** Opening Entries supplied block **
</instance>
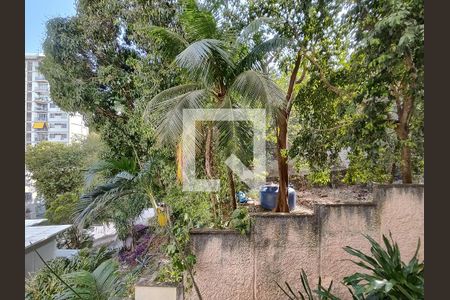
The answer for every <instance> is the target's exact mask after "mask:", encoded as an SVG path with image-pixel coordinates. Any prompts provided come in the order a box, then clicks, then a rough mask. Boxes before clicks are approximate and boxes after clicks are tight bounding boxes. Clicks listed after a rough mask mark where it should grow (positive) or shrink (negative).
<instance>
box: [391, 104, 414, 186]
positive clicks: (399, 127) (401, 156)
mask: <svg viewBox="0 0 450 300" xmlns="http://www.w3.org/2000/svg"><path fill="white" fill-rule="evenodd" d="M402 104H403V105H401V106H400V109H399V111H400V114H399V122H398V124H397V128H396V130H395V131H396V133H397V137H398V139H399V140H400V148H401V173H402V182H403V183H412V161H411V148H410V146H409V145H408V139H409V122H410V119H411V116H412V112H413V109H414V98H413V97H412V96H409V95H408V96H405V97H403V103H402Z"/></svg>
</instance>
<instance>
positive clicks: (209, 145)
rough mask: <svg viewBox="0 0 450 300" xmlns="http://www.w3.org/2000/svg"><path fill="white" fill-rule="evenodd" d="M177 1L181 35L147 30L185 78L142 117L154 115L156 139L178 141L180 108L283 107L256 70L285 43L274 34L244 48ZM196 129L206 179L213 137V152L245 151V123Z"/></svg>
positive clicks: (277, 96) (210, 21)
mask: <svg viewBox="0 0 450 300" xmlns="http://www.w3.org/2000/svg"><path fill="white" fill-rule="evenodd" d="M182 3H183V11H182V14H181V16H180V20H181V26H182V28H183V32H185V34H184V35H181V34H178V33H176V32H174V31H173V30H170V29H168V28H163V27H156V26H155V27H153V28H151V30H150V31H149V34H150V36H152V37H153V38H154V40H155V42H157V43H159V44H161V45H162V46H161V47H163V48H164V49H166V54H167V56H170V57H173V56H174V55H176V56H175V59H174V63H175V65H176V66H178V67H180V68H181V71H180V74H181V75H183V76H184V77H185V78H186V83H184V84H181V85H178V86H174V87H171V88H169V89H166V90H164V91H162V92H160V93H159V94H157V95H156V96H155V97H153V98H152V99H151V100H150V101H149V103H148V107H147V110H146V114H145V116H146V117H147V118H148V119H151V117H152V116H154V115H156V116H159V118H156V120H155V118H153V121H155V122H156V125H157V126H156V133H157V135H158V136H159V138H160V140H161V141H163V142H175V143H177V142H178V141H179V138H180V136H181V131H182V119H183V117H182V116H183V109H189V108H190V109H200V108H236V107H240V106H242V105H250V106H251V107H266V108H267V109H270V110H272V111H274V112H277V111H278V110H279V108H280V107H281V106H282V104H283V99H284V95H283V93H282V92H281V90H280V89H279V88H278V86H277V85H276V84H275V83H274V82H273V81H272V80H271V79H270V78H269V76H268V75H267V74H264V73H263V72H262V71H261V67H262V64H263V63H264V61H263V59H262V58H263V57H264V56H265V55H266V54H268V53H270V52H271V51H273V50H275V49H278V48H280V47H281V46H282V45H284V43H285V40H284V39H283V38H280V37H278V36H274V37H273V38H271V39H268V40H266V41H264V42H262V43H259V44H257V45H255V46H254V47H252V48H251V49H250V50H249V49H248V48H249V46H248V45H247V44H245V43H243V42H242V39H240V38H239V37H238V38H236V37H234V36H232V35H231V34H230V33H229V32H223V31H222V30H221V28H220V27H219V26H218V25H217V23H216V21H215V19H214V17H213V16H212V15H211V13H209V12H207V11H205V10H203V9H201V8H199V7H198V6H197V5H196V3H195V1H192V0H189V1H182ZM253 27H254V26H253ZM253 27H252V28H253ZM202 128H203V130H202V129H199V130H198V131H197V133H196V136H197V137H198V138H199V140H203V141H204V171H205V174H206V177H207V178H212V177H213V172H214V169H215V168H217V166H216V165H215V163H214V159H216V160H217V159H219V155H218V154H217V153H214V151H213V150H214V146H213V144H214V141H215V140H216V139H218V142H219V144H218V146H217V149H218V150H219V151H224V152H226V153H231V152H234V153H237V154H238V155H239V153H242V152H243V151H246V150H248V148H247V147H242V144H245V143H246V142H247V141H249V139H250V138H251V135H249V130H248V124H246V123H245V122H221V123H220V124H219V125H218V126H217V125H213V124H208V123H206V124H203V126H202ZM200 137H201V138H200ZM242 155H244V154H242ZM227 174H228V177H229V188H230V191H229V196H230V198H231V199H232V202H233V203H234V202H235V201H236V198H235V189H234V184H235V183H234V179H233V174H232V172H231V170H229V172H227Z"/></svg>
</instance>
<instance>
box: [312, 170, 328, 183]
mask: <svg viewBox="0 0 450 300" xmlns="http://www.w3.org/2000/svg"><path fill="white" fill-rule="evenodd" d="M330 175H331V171H330V170H329V169H324V170H316V171H312V172H311V173H309V174H308V175H307V179H308V182H310V183H311V184H315V185H327V184H329V183H330V180H331V177H330Z"/></svg>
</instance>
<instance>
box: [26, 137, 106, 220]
mask: <svg viewBox="0 0 450 300" xmlns="http://www.w3.org/2000/svg"><path fill="white" fill-rule="evenodd" d="M101 149H102V143H101V141H99V139H98V137H97V136H96V135H95V134H94V133H92V134H90V135H89V136H88V137H86V138H83V139H79V140H77V141H75V142H73V143H71V144H70V145H64V144H61V143H52V142H41V143H39V144H37V145H35V146H29V147H28V148H27V149H26V151H25V166H26V168H27V170H28V171H29V172H30V173H31V179H33V180H34V182H35V186H36V190H37V192H38V194H39V195H41V196H42V197H43V198H44V200H45V206H46V218H47V219H48V220H49V222H50V223H51V224H64V223H65V224H68V223H69V224H71V223H72V222H73V218H74V217H75V216H74V213H75V208H76V206H77V205H78V202H79V195H80V191H81V189H82V187H83V173H84V170H85V168H86V167H87V166H88V165H89V164H90V163H91V162H92V161H93V160H95V159H97V157H98V155H99V151H101Z"/></svg>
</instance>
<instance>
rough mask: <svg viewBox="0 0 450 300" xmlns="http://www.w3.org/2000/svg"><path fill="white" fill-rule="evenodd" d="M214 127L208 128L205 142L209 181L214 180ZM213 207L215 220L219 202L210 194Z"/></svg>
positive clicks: (211, 202)
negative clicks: (213, 151)
mask: <svg viewBox="0 0 450 300" xmlns="http://www.w3.org/2000/svg"><path fill="white" fill-rule="evenodd" d="M212 134H213V130H212V126H211V125H208V126H207V128H206V140H205V173H206V177H207V178H208V179H212V178H213V175H212V140H213V139H212ZM210 199H211V206H212V210H213V216H214V218H217V201H216V195H215V193H211V194H210Z"/></svg>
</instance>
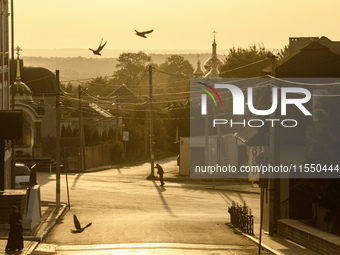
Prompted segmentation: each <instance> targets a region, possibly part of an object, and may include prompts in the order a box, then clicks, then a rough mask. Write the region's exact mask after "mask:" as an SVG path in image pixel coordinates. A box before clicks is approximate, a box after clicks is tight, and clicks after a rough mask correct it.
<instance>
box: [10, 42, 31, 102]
mask: <svg viewBox="0 0 340 255" xmlns="http://www.w3.org/2000/svg"><path fill="white" fill-rule="evenodd" d="M16 51H17V73H16V80H15V82H14V84H13V85H11V88H10V90H11V93H13V94H14V98H15V99H16V100H19V101H22V102H32V101H33V99H32V91H31V89H30V88H29V87H28V86H27V85H26V84H25V83H23V82H22V81H21V75H20V57H19V56H20V54H19V51H21V49H20V47H19V46H17V47H16Z"/></svg>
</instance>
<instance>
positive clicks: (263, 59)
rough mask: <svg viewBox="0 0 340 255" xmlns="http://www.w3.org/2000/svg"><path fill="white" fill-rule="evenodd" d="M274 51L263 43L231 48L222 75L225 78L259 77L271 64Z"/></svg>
mask: <svg viewBox="0 0 340 255" xmlns="http://www.w3.org/2000/svg"><path fill="white" fill-rule="evenodd" d="M271 54H272V53H271V52H270V51H269V50H266V48H265V47H264V46H263V45H261V44H258V45H256V44H254V45H251V46H250V47H249V48H248V49H245V48H241V47H238V48H235V47H233V48H231V49H229V53H228V55H227V56H226V57H225V60H224V65H223V66H222V67H221V73H220V76H221V77H224V78H234V77H235V78H236V77H258V76H260V75H262V70H263V69H264V68H266V67H268V66H270V63H271V62H270V59H269V58H268V56H269V55H271Z"/></svg>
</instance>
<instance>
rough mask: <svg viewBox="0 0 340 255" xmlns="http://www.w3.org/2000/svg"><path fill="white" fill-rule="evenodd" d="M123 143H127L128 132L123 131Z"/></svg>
mask: <svg viewBox="0 0 340 255" xmlns="http://www.w3.org/2000/svg"><path fill="white" fill-rule="evenodd" d="M123 141H124V142H126V141H129V132H127V131H123Z"/></svg>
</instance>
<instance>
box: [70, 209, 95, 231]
mask: <svg viewBox="0 0 340 255" xmlns="http://www.w3.org/2000/svg"><path fill="white" fill-rule="evenodd" d="M73 222H74V226H75V228H76V230H74V229H71V232H72V233H75V234H76V233H81V232H83V231H84V229H85V228H88V227H89V226H91V225H92V222H90V223H89V224H87V225H86V226H85V227H83V228H82V227H81V226H80V223H79V220H78V219H77V216H76V215H75V214H73Z"/></svg>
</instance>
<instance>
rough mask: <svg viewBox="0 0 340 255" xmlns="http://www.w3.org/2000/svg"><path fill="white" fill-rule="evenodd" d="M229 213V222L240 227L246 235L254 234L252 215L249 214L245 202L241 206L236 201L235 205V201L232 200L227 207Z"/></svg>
mask: <svg viewBox="0 0 340 255" xmlns="http://www.w3.org/2000/svg"><path fill="white" fill-rule="evenodd" d="M228 212H229V214H230V222H231V224H232V225H233V226H234V227H236V228H238V229H240V230H241V231H242V232H243V233H247V234H248V235H254V216H253V215H252V214H251V209H248V206H247V205H246V202H244V203H243V206H241V205H239V204H238V203H237V204H236V205H235V201H233V202H232V206H231V207H228Z"/></svg>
** Closing Entries supplied block **
_What this task involves_
Please list each line of the records above that contains the word "negative", copying every such line in full. Case counts when matching.

_Exercise response_
The answer for every <instance> is the target's exact mask after "mask:", encoded as an SVG path with image-pixel coordinates. Any prompts provided come in the order a box, then clicks, then a rough mask. Boxes before clicks are approximate and boxes after clicks are tight bounding boxes. Clicks listed after a rough mask mark where it should grow (positive) or shrink (negative).
negative clicks: (213, 151)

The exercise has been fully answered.